Locate every line in the listing below that contains the word "grass", and copy each of those lines in full.

[Point-based annotation listing]
* begin *
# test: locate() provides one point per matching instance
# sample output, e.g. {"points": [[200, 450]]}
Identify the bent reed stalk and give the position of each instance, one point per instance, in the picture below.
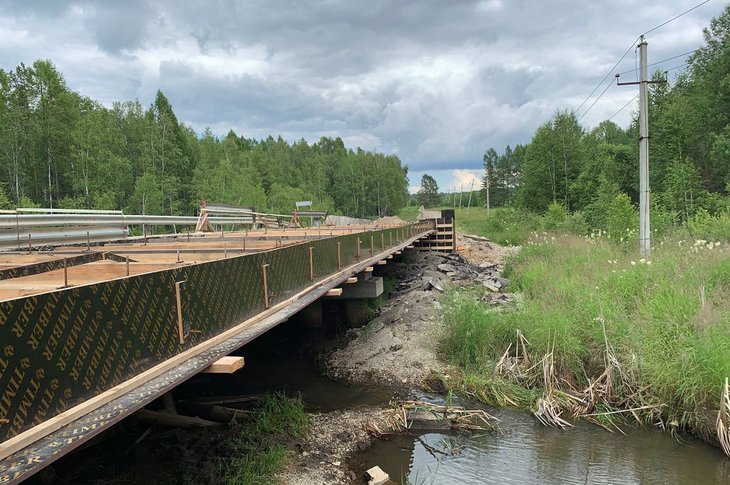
{"points": [[620, 338]]}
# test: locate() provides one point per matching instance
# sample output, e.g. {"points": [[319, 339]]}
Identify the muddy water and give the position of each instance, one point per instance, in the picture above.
{"points": [[522, 451], [285, 359], [526, 452]]}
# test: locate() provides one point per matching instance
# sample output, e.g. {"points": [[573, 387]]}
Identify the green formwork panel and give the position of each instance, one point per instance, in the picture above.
{"points": [[59, 349]]}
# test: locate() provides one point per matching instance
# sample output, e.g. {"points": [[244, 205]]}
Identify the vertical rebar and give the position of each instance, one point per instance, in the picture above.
{"points": [[264, 268], [311, 263]]}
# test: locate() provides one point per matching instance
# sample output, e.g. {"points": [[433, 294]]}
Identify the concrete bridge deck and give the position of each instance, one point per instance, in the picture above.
{"points": [[76, 359]]}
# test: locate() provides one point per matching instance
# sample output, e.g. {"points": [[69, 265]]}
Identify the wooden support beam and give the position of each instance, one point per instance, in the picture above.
{"points": [[170, 420], [225, 365]]}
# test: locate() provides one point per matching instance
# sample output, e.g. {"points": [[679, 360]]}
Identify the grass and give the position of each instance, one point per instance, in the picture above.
{"points": [[666, 322], [503, 226], [259, 446]]}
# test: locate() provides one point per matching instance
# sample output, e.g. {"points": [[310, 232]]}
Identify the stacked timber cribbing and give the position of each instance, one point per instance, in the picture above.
{"points": [[443, 240], [62, 348]]}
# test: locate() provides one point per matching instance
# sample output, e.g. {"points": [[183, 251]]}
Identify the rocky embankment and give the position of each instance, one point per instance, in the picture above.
{"points": [[398, 349]]}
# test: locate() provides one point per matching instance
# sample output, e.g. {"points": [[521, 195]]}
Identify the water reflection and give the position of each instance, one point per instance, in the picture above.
{"points": [[526, 452]]}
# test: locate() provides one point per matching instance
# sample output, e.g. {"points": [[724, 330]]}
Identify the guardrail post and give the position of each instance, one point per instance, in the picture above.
{"points": [[311, 263], [264, 270], [178, 301]]}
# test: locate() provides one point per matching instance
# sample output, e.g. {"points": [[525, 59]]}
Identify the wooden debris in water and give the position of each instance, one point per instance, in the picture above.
{"points": [[723, 419], [456, 416]]}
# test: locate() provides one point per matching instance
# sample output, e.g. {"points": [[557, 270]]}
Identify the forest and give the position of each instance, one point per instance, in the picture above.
{"points": [[593, 174], [60, 149]]}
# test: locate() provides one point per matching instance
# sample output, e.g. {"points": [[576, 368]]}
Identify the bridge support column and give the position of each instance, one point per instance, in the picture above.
{"points": [[311, 315]]}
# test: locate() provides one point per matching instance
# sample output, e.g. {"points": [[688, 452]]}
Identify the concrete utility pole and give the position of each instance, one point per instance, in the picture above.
{"points": [[487, 187], [468, 205], [644, 220]]}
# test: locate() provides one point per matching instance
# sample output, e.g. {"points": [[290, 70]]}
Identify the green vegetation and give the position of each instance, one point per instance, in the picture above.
{"points": [[59, 148], [259, 445], [653, 336], [593, 175], [428, 194]]}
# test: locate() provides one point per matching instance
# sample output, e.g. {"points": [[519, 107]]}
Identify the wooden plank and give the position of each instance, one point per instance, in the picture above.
{"points": [[225, 365], [170, 420], [20, 441]]}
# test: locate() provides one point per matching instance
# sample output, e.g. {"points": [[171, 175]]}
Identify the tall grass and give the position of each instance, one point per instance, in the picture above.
{"points": [[503, 226], [259, 447], [667, 319]]}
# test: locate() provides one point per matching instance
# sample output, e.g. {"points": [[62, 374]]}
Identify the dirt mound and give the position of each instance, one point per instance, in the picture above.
{"points": [[480, 250], [398, 347], [389, 221]]}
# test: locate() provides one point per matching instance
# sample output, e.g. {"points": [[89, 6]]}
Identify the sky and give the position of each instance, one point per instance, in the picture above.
{"points": [[435, 82]]}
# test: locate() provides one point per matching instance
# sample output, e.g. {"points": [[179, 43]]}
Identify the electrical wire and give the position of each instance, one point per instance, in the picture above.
{"points": [[675, 18], [623, 107], [595, 101], [633, 44], [663, 60]]}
* end *
» Correct answer
Identify the grass and give the position of each instance, one point per instance, in the picture above.
Identify the tall grass and give the position of each instance, one point per instance, in the picture above.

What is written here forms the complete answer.